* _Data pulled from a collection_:
^^^^^^^^^^^^^^^^

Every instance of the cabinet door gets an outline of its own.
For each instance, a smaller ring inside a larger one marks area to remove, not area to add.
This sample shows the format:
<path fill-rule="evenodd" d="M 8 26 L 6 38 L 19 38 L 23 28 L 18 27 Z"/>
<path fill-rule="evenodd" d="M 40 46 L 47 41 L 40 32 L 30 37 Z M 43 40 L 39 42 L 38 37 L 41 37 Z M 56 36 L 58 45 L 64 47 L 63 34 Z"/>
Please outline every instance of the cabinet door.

^^^^^^^^^^^^^^^^

* _WRITTEN EXERCISE_: Update the rows above so that each "cabinet door" becomes "drawer front", and leave everything else unchanged.

* _REPLY_:
Every instance of the drawer front gets an outline of its own.
For each instance, a smaller ring inside a larger one marks area to remove, not area to add.
This sample shows the format:
<path fill-rule="evenodd" d="M 8 26 L 6 38 L 19 38 L 23 28 L 18 27 Z"/>
<path fill-rule="evenodd" d="M 40 46 L 47 41 L 40 32 L 30 37 Z M 43 40 L 39 42 L 38 37 L 41 37 Z M 56 36 L 58 45 L 64 47 L 63 34 Z"/>
Please outline every instance of the drawer front.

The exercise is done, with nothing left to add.